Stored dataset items
+++

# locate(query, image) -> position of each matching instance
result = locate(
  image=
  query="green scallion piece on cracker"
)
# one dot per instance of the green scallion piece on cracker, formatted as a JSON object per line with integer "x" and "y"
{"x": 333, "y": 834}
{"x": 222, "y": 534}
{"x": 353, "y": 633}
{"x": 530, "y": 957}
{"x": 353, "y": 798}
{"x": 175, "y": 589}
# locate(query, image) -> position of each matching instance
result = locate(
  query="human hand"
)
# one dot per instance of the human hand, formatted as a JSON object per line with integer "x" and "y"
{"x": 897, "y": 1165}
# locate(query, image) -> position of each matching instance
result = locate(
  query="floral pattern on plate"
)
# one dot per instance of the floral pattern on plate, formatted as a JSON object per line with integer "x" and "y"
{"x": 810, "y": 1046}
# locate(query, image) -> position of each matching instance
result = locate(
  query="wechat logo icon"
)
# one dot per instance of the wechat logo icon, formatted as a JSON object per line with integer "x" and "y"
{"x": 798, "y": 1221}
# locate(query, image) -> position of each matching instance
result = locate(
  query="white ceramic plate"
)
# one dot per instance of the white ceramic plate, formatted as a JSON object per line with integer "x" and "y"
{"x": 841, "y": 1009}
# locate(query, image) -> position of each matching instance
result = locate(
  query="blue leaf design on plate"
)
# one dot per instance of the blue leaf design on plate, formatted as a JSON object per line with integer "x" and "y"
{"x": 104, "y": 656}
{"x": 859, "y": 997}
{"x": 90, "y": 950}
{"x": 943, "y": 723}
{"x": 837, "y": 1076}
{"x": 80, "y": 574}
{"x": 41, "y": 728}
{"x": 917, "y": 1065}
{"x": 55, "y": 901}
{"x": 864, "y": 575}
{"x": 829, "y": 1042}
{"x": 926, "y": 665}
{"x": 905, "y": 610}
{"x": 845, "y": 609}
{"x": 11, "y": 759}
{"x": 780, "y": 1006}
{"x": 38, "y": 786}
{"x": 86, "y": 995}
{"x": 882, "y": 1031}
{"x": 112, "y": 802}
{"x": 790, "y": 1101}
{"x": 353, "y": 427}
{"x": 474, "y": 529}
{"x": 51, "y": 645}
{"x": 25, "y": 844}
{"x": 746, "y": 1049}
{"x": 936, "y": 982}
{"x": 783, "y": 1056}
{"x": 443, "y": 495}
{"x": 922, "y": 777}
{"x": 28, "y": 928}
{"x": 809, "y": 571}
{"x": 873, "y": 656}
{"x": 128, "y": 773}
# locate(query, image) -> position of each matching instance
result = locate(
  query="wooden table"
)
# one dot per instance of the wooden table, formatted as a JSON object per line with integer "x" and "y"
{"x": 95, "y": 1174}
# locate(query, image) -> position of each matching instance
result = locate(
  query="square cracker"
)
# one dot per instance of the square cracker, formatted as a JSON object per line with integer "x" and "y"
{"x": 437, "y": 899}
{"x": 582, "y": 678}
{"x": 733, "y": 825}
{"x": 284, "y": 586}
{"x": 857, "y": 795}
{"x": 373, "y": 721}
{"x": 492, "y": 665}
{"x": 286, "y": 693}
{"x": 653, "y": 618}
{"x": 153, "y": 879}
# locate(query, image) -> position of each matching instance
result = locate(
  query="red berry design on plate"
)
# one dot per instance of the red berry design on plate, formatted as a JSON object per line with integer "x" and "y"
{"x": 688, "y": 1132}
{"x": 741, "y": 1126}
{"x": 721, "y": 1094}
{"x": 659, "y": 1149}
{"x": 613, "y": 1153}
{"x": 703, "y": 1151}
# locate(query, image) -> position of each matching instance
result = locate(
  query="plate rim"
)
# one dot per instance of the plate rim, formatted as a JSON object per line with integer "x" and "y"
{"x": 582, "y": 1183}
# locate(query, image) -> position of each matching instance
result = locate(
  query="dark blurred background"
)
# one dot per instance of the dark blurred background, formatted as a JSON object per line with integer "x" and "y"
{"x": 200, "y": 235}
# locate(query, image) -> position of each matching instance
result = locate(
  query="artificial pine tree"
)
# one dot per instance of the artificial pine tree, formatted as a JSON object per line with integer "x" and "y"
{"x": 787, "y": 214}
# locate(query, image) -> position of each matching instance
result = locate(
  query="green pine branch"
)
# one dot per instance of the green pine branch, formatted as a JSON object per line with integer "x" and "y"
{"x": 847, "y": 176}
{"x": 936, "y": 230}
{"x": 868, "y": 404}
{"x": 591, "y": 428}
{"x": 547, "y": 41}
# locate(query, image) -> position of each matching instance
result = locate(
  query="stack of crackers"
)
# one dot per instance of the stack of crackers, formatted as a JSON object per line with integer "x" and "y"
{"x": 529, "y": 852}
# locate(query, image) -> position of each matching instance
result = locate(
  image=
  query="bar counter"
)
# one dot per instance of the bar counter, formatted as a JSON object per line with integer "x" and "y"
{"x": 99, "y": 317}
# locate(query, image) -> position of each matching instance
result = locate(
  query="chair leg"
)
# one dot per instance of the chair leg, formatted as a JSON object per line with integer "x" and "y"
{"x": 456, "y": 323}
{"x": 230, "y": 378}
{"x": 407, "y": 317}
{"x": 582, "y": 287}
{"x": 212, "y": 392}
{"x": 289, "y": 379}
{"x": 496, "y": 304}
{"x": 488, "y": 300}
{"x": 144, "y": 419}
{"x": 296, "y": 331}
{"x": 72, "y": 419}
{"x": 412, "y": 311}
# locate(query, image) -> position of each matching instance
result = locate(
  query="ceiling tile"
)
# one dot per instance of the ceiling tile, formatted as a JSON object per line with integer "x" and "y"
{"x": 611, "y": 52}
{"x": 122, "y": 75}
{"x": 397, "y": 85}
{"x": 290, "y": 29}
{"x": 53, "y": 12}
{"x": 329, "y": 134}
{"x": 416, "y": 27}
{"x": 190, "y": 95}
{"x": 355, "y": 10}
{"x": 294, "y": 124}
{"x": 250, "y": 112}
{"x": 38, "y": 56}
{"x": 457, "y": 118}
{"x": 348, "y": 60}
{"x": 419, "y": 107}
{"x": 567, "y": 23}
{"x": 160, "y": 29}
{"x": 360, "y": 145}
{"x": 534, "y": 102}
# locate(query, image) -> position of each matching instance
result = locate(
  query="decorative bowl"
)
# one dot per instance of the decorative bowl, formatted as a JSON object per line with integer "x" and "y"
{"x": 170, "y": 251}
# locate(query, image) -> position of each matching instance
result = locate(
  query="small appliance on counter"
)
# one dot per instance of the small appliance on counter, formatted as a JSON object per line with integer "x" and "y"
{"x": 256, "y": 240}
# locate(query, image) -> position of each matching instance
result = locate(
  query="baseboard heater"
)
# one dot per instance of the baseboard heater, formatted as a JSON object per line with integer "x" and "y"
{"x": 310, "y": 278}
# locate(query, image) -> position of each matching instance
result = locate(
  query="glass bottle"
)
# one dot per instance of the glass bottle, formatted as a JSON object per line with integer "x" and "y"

+++

Count all lines of the data that include "glass". The answer is the number alone.

2